(Position annotation records)
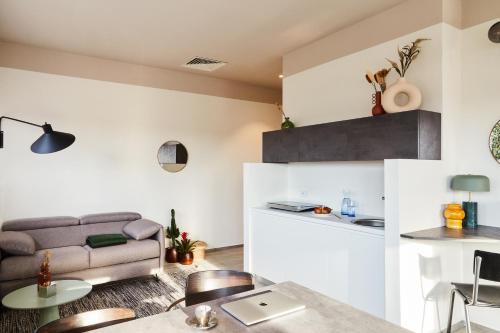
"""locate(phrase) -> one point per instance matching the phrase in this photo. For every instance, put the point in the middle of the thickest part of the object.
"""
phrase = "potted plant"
(172, 234)
(185, 249)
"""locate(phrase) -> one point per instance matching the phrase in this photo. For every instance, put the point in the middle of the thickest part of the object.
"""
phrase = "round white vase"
(401, 87)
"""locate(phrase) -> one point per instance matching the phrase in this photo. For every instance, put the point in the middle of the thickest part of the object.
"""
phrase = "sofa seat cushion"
(121, 254)
(63, 260)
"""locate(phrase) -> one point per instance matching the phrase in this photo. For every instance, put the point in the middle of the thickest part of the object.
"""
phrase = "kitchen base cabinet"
(344, 263)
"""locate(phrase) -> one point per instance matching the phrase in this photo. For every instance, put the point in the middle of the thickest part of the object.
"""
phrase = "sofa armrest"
(160, 237)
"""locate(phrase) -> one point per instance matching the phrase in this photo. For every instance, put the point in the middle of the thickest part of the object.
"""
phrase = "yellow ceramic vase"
(454, 215)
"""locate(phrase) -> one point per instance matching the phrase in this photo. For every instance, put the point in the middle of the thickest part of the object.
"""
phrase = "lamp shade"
(52, 141)
(470, 183)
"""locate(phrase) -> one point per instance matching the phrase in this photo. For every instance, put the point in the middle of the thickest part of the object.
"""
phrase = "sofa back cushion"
(49, 232)
(103, 228)
(49, 238)
(17, 243)
(109, 217)
(54, 232)
(39, 223)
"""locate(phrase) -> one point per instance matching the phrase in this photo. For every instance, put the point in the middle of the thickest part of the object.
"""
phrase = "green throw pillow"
(96, 241)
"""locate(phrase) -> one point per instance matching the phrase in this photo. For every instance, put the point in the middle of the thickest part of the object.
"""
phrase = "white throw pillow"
(141, 229)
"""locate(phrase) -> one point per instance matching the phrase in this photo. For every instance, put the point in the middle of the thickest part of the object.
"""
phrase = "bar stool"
(486, 267)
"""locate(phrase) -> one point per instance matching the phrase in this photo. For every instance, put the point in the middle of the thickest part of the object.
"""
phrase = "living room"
(174, 126)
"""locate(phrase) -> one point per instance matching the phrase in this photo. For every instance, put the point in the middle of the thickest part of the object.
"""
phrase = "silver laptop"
(258, 308)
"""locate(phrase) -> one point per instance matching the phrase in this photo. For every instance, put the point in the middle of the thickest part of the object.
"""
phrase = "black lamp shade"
(52, 141)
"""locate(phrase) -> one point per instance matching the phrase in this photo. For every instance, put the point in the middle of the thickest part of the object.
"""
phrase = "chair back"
(88, 321)
(210, 285)
(490, 265)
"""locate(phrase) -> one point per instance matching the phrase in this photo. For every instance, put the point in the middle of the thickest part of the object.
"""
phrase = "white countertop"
(331, 220)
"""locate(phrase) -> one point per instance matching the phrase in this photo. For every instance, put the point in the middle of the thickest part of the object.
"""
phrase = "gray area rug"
(145, 296)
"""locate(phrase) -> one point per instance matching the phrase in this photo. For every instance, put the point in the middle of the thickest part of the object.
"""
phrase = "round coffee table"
(27, 298)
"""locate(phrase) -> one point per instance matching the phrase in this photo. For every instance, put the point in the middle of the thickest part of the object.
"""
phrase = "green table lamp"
(470, 183)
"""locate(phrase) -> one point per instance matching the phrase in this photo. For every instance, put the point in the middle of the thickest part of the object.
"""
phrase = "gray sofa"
(65, 237)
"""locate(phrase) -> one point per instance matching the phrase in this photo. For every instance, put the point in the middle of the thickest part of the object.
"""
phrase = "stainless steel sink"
(377, 223)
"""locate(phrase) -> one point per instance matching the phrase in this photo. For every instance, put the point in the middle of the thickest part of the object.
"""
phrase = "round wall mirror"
(495, 141)
(172, 156)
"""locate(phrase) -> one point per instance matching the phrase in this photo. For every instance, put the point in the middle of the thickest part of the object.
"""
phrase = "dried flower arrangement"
(407, 54)
(378, 78)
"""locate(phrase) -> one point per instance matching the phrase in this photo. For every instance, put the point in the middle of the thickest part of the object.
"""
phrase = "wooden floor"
(232, 258)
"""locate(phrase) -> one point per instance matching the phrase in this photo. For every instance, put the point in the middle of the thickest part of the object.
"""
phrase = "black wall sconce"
(50, 141)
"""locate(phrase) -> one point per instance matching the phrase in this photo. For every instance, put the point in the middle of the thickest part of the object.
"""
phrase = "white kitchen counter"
(332, 220)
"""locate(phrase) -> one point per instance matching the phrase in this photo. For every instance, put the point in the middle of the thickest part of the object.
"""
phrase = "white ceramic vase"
(401, 87)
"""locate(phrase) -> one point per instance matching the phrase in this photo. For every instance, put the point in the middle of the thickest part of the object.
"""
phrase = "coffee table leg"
(48, 314)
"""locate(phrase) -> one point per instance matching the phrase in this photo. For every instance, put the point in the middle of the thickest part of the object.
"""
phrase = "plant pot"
(401, 88)
(377, 110)
(171, 255)
(186, 258)
(287, 124)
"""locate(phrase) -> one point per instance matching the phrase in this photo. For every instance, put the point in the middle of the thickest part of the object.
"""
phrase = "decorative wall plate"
(495, 141)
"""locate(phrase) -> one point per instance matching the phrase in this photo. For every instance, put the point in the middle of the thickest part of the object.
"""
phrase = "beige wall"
(112, 166)
(400, 20)
(55, 62)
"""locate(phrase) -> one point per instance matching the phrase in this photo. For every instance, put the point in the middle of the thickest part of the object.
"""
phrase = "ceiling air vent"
(204, 64)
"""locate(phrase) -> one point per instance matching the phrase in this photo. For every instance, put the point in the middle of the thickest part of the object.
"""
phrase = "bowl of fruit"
(322, 211)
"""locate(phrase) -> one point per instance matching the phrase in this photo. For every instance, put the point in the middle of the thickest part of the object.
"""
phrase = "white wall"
(479, 112)
(112, 166)
(262, 182)
(325, 183)
(458, 74)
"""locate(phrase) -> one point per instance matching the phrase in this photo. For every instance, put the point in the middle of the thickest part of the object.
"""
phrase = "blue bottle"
(346, 203)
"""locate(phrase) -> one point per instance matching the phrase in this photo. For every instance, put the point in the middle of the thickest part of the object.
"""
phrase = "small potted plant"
(185, 249)
(172, 234)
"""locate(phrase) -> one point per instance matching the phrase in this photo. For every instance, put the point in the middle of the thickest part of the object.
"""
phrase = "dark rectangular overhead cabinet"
(405, 135)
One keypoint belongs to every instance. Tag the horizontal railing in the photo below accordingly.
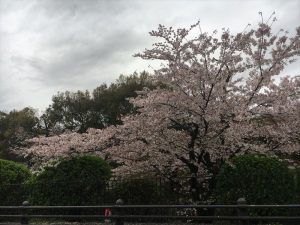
(121, 213)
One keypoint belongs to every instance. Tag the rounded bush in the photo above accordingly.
(77, 181)
(138, 190)
(13, 178)
(260, 179)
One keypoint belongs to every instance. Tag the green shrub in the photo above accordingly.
(13, 178)
(77, 181)
(138, 190)
(260, 179)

> _EXERCISE PROMPT_
Quote each entry above verbatim and drop the pictures.

> _THE ANSWER_
"""locate(phrase) -> one point per instance matching the phrase in this photo. For every instance, put the point in the middle of the thickest part of the object.
"""
phrase = "potted plant"
(172, 234)
(185, 249)
"""locate(phrase) -> one point per instance matching the phrase in this photo. For every instance, put the point in the middle of the thickest part of the object.
"""
phrase = "round white vase"
(401, 87)
"""locate(phrase) -> one point per instance matching the phrase in this photo. For every instance, put the point in the middle of the thickest part of the object.
"""
phrase = "sofa seat cushion"
(121, 254)
(63, 260)
"""locate(phrase) -> one point per instance matching the phrase in this photo. For every instance, put the point in the middle of the thickest part of the object.
"""
phrase = "kitchen base cabinet"
(344, 263)
"""locate(phrase) -> one point per instance matching the phrase in this photo. For every instance, put the point in the middle of the thickest part of the object.
"""
phrase = "sofa armrest"
(160, 237)
"""locate(phrase) -> one point per instance matching the phrase in this photo. For every instance, put the point in the middle of the thickest part of the object.
"""
phrase = "yellow ceramic vase"
(454, 215)
"""locate(phrase) -> one point per instance matching the phrase in this photo. For every instance, put the point in the middle of the thickest part of the object.
"""
phrase = "lamp shade"
(52, 141)
(470, 183)
"""locate(phrase) -> one point per instance matching the phrase in this photo. For every instance, put the point in the middle of the thickest part of the object.
"""
phrase = "sofa back cushion"
(49, 232)
(103, 228)
(49, 238)
(17, 243)
(109, 217)
(54, 232)
(39, 223)
"""locate(phrase) -> one point per instance matching the phrase in this photo. For every instance, put the point in the middle of the thickest part of the object.
"""
phrase = "green throw pillow"
(96, 241)
"""locate(phrase) -> one point per instance matching the phrase in this photo. For every instance, put the point in the middle of the thickest part of the object.
"""
phrase = "white throw pillow"
(141, 229)
"""locate(phrase) -> one point per instance matching the phrase in this photo. For every instance, put the point in the middle of the thickest part of the object.
"""
phrase = "bar stool"
(486, 267)
"""locate(phrase) -> one point per instance matching the phrase in this photo. For every instance, put the point in the middle of the thickest part of the object.
"""
phrase = "living room"
(174, 126)
"""locate(phrase) -> one point per instance matching the phrase in this photo. For every instance, put the point in the middle of the thickest part of the object.
"""
phrase = "silver laptop"
(258, 308)
"""locate(phrase) -> one point per instance matching the phrase in this photo. For every instance, put the point in the middle of the thickest part of the object.
"""
phrase = "black lamp shade"
(52, 141)
"""locate(phrase) -> one point per instance matching the phrase in this photo. For every instance, put the point in the middle of the thickest part of the object.
"""
phrase = "chair back"
(88, 321)
(210, 285)
(490, 265)
"""locate(phrase) -> one point per instance matching the phrase in this photo. For every instance, put the point in the middle of the thickest part of the object.
"""
phrase = "white countertop"
(331, 220)
"""locate(phrase) -> one point per instance matching the phrase in this photo. For every instance, put the point in the middle of the thickest part of the object.
"""
phrase = "gray area rug"
(145, 296)
"""locate(phrase) -> one point per instance matching the phrase in this photo. For every instance, put the point in the middle of the thickest part of the object.
"""
phrase = "round coffee table"
(27, 298)
"""locate(phrase) -> one point per instance matching the phrase in this photo. For every instance, put the point in the middle of the thickest part of the object.
"""
phrase = "green table lamp"
(470, 183)
"""locate(phrase) -> one point per instance matching the phrase in this photo. For every instance, put the point in the middle of the thickest part of the object.
"""
phrase = "gray sofa"
(65, 237)
"""locate(phrase) -> one point per instance matching the phrase in this photo. For every instance, put the point in the middle of the thickest part of the object.
"""
phrase = "stainless steel sink"
(377, 223)
"""locate(phrase) -> one point per instance matching the phrase in this photo. For every instance, put the point in the middle of the thickest part of the object.
"""
phrase = "round wall mirror"
(495, 141)
(172, 156)
"""locate(phrase) -> one point per instance matching the phrase in this photo. For every instance, put the point in the middle of the thickest part of the object.
"""
phrase = "dried flower arrangement"
(407, 54)
(378, 78)
"""locate(phrase) -> one point per instance matching the phrase in this photo. For every instance, put the point in the middle of the thickest part of the object.
"""
phrase = "wooden floor"
(232, 258)
"""locate(phrase) -> one point per instance matching the phrase in this photo. For every instance, put the point in the middle of the thickest part of the object.
"""
phrase = "black wall sconce"
(50, 141)
"""locate(phrase) -> one point per instance matching the phrase in this photo. For every instance, put the point in the middle of the thickest part of the object.
"""
phrase = "white kitchen counter"
(332, 220)
"""locate(phrase) -> one point per instance matching the phrase in this photo. For every instance, put the point in the middle of the thickest part of the object.
"""
phrase = "white ceramic vase"
(401, 87)
"""locate(phrase) -> one point per instance matching the phrase in this photo. For every instance, put the point in the middle of the thickest part of the object.
"""
phrase = "coffee table leg"
(48, 314)
"""locate(phrase) -> one point per instance matching the phrase in this photo. For every instance, put the point in the middle of the thickest part of the object.
"""
phrase = "plant pot"
(401, 88)
(377, 110)
(171, 255)
(186, 258)
(287, 124)
"""locate(phrase) -> one point per instance matching the phrase in this photo. For every instance, put the point in the middle of the thickest part of the object.
"""
phrase = "decorative wall plate"
(495, 141)
"""locate(phrase) -> one point per instance matching the phrase in this photo. For every instance, put the point in the middle of the thickest part of the object.
"""
phrase = "beige wall"
(112, 166)
(400, 20)
(55, 62)
"""locate(phrase) -> one point per instance matching the phrase in this photo. For every instance, put the point in the middle of the thickest part of the object.
"""
phrase = "ceiling air vent"
(204, 64)
"""locate(phrase) -> one point per instance matching the phrase in this photo. For every instance, put the point in the middle of the thickest part of the object.
"""
phrase = "bowl of fruit"
(322, 211)
"""locate(phrase) -> one point per instance matching the phrase in this photo. For every instance, put the point in the middle of the thickest part of the object.
"""
phrase = "white wall"
(479, 112)
(112, 166)
(262, 182)
(325, 183)
(458, 74)
"""locate(phrase) -> one point per instance matching the phrase in this photo. For every instance, put the point in the middle of the thickest part of the object.
"""
phrase = "blue bottle"
(346, 203)
"""locate(phrase) -> one point per instance matching the phrase in this photo. For every instance, put the point in the middle of the thickest part of the object.
"""
phrase = "small potted plant"
(185, 249)
(172, 234)
"""locate(phrase) -> one point per instance matching the phrase in this photo. For every instance, put the point in the middle of the thickest part of the object.
"""
phrase = "dark rectangular overhead cabinet"
(405, 135)
One keypoint belongs to every instance. Tag the horizontal railing in the photo below accordingly.
(121, 213)
One keypoint belongs to every instance. Tag the rounded bush in the photo above accordingly.
(77, 181)
(138, 190)
(13, 178)
(260, 179)
One keypoint belongs to every instance. Tag the green shrub in the photo above accordingly.
(13, 178)
(77, 181)
(138, 190)
(260, 179)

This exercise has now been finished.